[Entries from a point annotation set]
━━━━━━
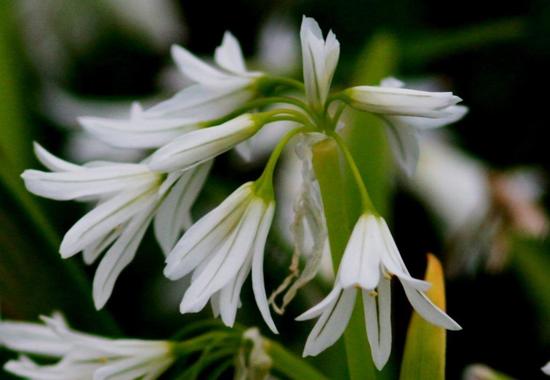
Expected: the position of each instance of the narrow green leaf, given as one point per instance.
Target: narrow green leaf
(530, 260)
(365, 133)
(342, 206)
(424, 356)
(290, 365)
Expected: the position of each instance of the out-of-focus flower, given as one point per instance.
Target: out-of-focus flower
(81, 356)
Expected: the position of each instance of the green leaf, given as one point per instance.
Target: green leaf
(342, 206)
(290, 365)
(530, 260)
(364, 133)
(424, 356)
(33, 278)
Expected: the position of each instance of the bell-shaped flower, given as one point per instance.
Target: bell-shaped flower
(220, 250)
(81, 356)
(128, 197)
(217, 90)
(320, 58)
(402, 131)
(204, 144)
(369, 260)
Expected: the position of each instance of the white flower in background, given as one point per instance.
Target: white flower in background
(81, 356)
(320, 58)
(217, 90)
(204, 144)
(137, 131)
(406, 112)
(370, 259)
(220, 250)
(128, 197)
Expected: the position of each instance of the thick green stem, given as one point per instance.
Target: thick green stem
(290, 365)
(342, 206)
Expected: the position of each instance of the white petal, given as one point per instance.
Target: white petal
(195, 69)
(224, 265)
(258, 285)
(360, 264)
(403, 141)
(52, 162)
(138, 132)
(174, 213)
(229, 295)
(401, 101)
(319, 60)
(320, 308)
(202, 145)
(455, 113)
(207, 233)
(103, 219)
(428, 310)
(332, 323)
(120, 255)
(32, 338)
(92, 252)
(204, 103)
(392, 260)
(87, 182)
(378, 320)
(229, 55)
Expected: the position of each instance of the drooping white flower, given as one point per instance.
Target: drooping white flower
(220, 250)
(128, 197)
(81, 356)
(201, 145)
(370, 258)
(138, 131)
(320, 58)
(217, 90)
(406, 112)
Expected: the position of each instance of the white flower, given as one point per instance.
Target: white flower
(369, 260)
(129, 196)
(320, 58)
(138, 131)
(217, 91)
(220, 250)
(406, 112)
(198, 146)
(82, 356)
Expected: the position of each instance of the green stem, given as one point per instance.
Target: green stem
(264, 184)
(342, 207)
(365, 198)
(290, 365)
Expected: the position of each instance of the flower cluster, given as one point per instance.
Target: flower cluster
(226, 105)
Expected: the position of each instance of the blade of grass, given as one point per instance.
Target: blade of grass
(424, 356)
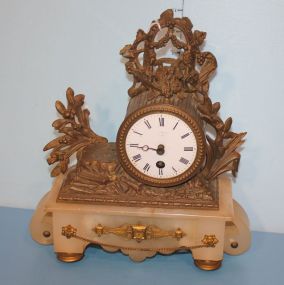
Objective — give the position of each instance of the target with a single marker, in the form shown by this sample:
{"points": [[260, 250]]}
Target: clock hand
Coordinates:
{"points": [[160, 150]]}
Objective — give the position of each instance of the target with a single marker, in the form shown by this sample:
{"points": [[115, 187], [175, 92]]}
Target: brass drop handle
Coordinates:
{"points": [[208, 240], [138, 232]]}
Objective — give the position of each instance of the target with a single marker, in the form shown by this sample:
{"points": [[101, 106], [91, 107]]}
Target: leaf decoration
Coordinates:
{"points": [[230, 159], [222, 155], [76, 129]]}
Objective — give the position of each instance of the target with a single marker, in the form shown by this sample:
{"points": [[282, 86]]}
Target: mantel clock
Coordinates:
{"points": [[164, 185]]}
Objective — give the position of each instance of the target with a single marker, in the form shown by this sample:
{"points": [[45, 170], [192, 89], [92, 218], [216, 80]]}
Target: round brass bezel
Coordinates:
{"points": [[160, 182]]}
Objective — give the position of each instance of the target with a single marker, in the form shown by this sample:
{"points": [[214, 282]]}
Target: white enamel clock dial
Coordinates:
{"points": [[160, 146]]}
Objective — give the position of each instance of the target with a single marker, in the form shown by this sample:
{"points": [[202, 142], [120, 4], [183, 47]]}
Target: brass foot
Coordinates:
{"points": [[69, 257], [208, 264]]}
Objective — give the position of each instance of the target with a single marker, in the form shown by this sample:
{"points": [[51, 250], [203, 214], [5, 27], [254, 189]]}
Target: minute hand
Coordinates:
{"points": [[146, 147]]}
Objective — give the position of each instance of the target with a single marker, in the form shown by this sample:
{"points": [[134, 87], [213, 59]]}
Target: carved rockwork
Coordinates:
{"points": [[99, 178], [181, 81]]}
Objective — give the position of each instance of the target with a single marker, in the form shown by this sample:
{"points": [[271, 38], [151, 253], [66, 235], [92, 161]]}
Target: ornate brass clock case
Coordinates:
{"points": [[111, 200]]}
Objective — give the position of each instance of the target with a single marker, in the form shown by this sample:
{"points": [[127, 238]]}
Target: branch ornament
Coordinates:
{"points": [[76, 131]]}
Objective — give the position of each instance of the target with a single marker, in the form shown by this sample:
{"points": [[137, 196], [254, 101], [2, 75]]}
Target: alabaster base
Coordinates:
{"points": [[143, 232]]}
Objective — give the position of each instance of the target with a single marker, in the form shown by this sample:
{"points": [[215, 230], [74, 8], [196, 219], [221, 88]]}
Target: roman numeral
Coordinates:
{"points": [[184, 160], [188, 148], [136, 157], [175, 125], [137, 133], [185, 135], [147, 124], [146, 167]]}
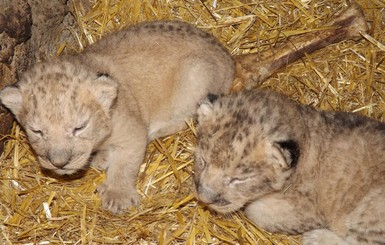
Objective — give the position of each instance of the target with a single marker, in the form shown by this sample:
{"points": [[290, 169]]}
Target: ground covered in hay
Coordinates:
{"points": [[349, 76]]}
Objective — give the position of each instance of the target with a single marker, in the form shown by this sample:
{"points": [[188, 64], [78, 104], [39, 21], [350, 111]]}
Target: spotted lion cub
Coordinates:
{"points": [[104, 105], [292, 168]]}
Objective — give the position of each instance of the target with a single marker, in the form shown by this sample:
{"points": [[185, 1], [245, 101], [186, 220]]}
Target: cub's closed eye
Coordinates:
{"points": [[80, 129]]}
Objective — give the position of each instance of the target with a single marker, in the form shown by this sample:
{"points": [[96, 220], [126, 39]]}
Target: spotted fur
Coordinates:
{"points": [[293, 169]]}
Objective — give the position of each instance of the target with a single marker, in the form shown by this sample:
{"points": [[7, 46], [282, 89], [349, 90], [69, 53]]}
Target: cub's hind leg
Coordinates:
{"points": [[284, 214]]}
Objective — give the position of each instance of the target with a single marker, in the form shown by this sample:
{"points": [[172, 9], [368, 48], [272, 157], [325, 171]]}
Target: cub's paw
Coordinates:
{"points": [[116, 200], [322, 236]]}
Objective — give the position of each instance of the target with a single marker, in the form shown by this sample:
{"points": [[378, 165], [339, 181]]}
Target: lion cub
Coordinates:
{"points": [[292, 168], [104, 105]]}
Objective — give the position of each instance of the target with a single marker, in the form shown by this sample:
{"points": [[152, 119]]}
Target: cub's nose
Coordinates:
{"points": [[206, 194], [59, 158]]}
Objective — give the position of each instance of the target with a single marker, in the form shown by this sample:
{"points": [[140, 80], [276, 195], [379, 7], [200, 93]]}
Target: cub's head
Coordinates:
{"points": [[65, 111], [243, 151]]}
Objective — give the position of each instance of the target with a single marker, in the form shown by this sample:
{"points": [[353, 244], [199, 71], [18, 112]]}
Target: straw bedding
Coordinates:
{"points": [[348, 76]]}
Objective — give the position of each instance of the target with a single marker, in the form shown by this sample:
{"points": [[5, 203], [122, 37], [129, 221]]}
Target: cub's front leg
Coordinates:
{"points": [[123, 157], [280, 214]]}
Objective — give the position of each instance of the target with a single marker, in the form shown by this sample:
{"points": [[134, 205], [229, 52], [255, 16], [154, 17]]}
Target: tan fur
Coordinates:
{"points": [[292, 168], [105, 104]]}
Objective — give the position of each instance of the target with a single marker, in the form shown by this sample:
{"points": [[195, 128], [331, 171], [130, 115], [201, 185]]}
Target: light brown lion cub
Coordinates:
{"points": [[104, 105], [292, 168]]}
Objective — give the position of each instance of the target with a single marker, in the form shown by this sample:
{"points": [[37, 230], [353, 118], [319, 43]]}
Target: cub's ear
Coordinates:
{"points": [[12, 98], [205, 108], [105, 90], [284, 154]]}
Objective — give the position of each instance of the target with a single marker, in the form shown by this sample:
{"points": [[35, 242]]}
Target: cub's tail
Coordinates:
{"points": [[254, 68]]}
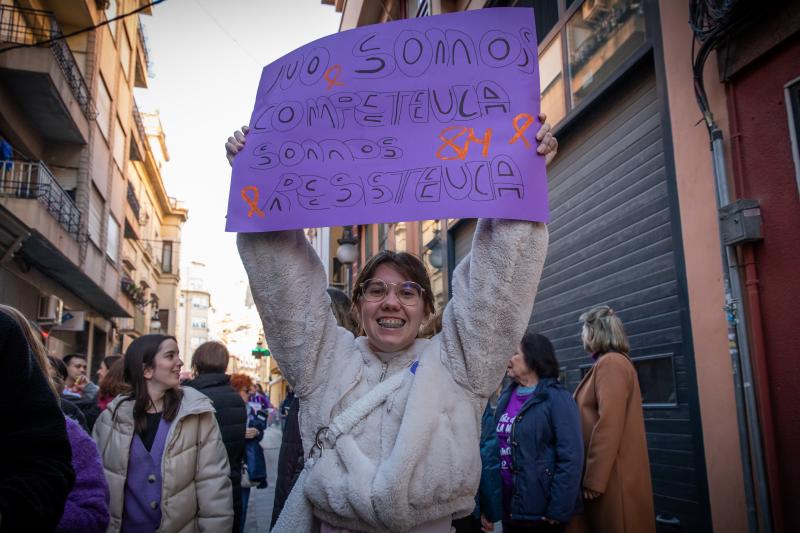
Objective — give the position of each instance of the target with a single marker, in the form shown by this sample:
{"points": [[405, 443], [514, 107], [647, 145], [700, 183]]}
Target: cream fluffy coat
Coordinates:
{"points": [[196, 490], [414, 459]]}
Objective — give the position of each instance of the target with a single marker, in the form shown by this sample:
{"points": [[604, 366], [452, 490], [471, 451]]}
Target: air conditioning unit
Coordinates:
{"points": [[594, 9], [50, 310]]}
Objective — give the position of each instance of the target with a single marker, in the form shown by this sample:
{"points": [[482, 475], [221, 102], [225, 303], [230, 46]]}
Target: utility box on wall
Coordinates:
{"points": [[740, 222]]}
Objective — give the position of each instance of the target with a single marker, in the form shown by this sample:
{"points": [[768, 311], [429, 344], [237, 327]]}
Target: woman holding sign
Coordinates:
{"points": [[390, 422]]}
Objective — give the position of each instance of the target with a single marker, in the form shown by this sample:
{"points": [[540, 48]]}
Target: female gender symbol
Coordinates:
━━━━━━
### Your objective
Count the lines in the items above that contain the string "brass". Output only the count.

### Complete output
4